» **Records for processing**
----------

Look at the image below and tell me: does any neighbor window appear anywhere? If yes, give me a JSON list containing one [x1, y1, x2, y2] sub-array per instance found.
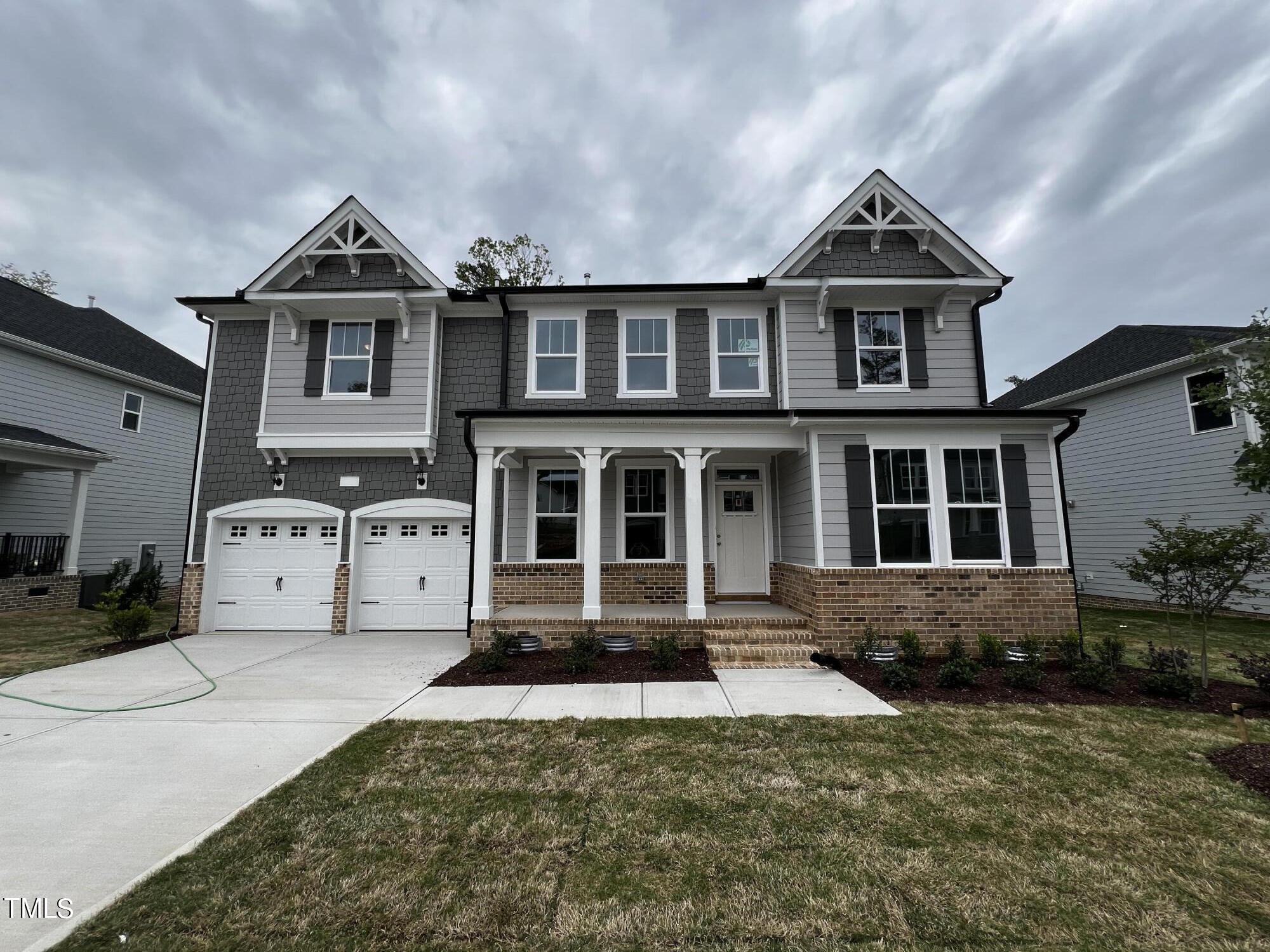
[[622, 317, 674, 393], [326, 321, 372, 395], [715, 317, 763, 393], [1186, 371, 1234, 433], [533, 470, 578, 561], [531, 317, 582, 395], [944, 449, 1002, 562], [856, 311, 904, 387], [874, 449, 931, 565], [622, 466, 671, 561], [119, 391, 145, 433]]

----------

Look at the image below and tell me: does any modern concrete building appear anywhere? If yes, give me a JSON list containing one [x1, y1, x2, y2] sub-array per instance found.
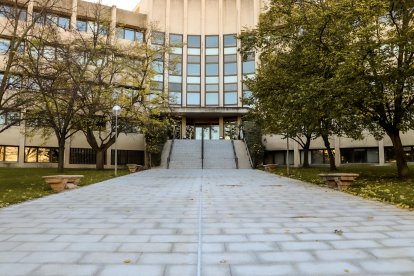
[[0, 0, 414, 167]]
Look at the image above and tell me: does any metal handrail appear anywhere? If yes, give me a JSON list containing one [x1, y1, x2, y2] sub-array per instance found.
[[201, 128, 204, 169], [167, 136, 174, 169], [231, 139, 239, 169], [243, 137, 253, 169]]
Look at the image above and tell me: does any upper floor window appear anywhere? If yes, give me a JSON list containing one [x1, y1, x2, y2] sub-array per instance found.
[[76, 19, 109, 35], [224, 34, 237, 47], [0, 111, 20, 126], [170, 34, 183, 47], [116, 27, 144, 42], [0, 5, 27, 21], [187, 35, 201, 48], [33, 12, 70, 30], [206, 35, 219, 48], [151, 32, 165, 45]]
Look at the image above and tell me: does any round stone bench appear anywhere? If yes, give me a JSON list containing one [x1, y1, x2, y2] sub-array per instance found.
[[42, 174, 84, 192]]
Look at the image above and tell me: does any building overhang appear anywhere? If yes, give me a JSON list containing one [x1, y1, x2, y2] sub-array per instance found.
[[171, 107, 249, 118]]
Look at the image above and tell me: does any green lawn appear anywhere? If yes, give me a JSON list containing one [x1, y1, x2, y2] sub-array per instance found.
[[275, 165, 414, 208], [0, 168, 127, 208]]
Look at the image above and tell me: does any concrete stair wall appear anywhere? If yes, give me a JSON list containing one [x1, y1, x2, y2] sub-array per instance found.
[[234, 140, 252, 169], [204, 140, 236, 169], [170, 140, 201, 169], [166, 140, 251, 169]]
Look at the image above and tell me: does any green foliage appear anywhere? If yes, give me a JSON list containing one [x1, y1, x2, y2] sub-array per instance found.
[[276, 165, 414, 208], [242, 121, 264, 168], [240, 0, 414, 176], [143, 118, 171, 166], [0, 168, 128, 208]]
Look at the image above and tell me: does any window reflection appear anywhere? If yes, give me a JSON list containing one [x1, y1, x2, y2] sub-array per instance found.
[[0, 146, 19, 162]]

----------

» **To be done**
Copy the listing verbatim from the line containing "Look at the image above and tell me: does any window" down to the line containing "[[0, 146, 19, 162]]", both of those lines included.

» **Expected output**
Look at the image above and tell me: does any window reflection appear anywhere? If yes, give me a JSON list containing one [x1, y1, x2, y2] sub-array per instance found.
[[0, 146, 19, 162]]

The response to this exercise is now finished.